*Votre tâche*
Recopiez mot pour mot toutes les lignes des enregistrements ci-dessous, sans en omettre une seule.

*Enregistrements*
# # # # #

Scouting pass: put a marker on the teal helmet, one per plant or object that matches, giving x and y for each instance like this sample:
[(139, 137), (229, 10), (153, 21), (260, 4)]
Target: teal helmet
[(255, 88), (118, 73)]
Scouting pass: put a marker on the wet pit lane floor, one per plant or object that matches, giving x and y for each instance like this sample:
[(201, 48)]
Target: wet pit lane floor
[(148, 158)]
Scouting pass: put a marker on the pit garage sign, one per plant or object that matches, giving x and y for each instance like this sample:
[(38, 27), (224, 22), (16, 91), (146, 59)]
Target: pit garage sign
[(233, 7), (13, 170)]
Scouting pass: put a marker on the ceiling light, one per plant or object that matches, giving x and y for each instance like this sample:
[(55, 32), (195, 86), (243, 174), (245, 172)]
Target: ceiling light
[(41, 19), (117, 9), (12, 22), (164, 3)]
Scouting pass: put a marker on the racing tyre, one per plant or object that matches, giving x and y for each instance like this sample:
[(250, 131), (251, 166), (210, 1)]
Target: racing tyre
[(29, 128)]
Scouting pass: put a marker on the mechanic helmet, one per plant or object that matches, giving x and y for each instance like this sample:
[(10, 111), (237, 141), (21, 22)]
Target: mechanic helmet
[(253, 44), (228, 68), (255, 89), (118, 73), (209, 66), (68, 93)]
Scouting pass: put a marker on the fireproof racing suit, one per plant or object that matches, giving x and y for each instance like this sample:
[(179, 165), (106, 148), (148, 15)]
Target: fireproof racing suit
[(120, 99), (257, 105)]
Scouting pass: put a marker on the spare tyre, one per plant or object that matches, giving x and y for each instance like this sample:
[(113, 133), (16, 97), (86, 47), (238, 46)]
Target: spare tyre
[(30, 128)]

# # # # #

*Résultat*
Scouting pass: put a marker on the teal helmet, one per plant or object that matches, giving x and y for each instance like this sample:
[(139, 137), (229, 10), (153, 21), (260, 4)]
Target: teal helmet
[(255, 88), (118, 73)]
Scouting pass: put a marker on the wet pit lane floor, one per plant or object that matches, giving x and y for each instance like this sample:
[(201, 48)]
Target: wet pit lane floor
[(148, 158)]
Scouting pass: put a marker on the pit garage sign, one per plant or object that matches, giving x and y for each instance like this sample:
[(38, 27), (224, 22), (16, 91), (146, 59)]
Target: pit garage sign
[(233, 7), (13, 170)]
Scouting pass: put a marker on the ceiling light, one per plant or object that matches, giving x and y for each instance like this sample:
[(55, 32), (195, 86), (243, 174), (245, 172)]
Target: ceiling light
[(41, 19), (117, 9), (12, 22), (164, 3)]
Scouting pass: put a marker on the racing tyre, one per plant or object that matches, giving x and y for each instance like this sample:
[(250, 131), (251, 166), (210, 1)]
Target: racing tyre
[(29, 128)]
Scouting pass: put a marker on the mechanic helmet, one per plant or object that matches, giving x and y for each instance like this sample:
[(10, 111), (237, 141), (21, 22)]
Target: mechanic helmet
[(253, 44), (228, 68), (255, 89), (118, 73), (209, 66), (68, 93)]
Scouting pass: put a marker on the fireproof racing suit, one per plant or object that matches, giving x and y for each instance like this sample:
[(179, 165), (106, 148), (148, 15)]
Target: fireproof racing suit
[(120, 99), (257, 105)]
Scouting pass: put a marker on the spare tyre, one per plant or object that matches, giving x and y for each instance like this sample:
[(113, 133), (16, 97), (86, 47), (238, 46)]
Target: spare tyre
[(30, 128)]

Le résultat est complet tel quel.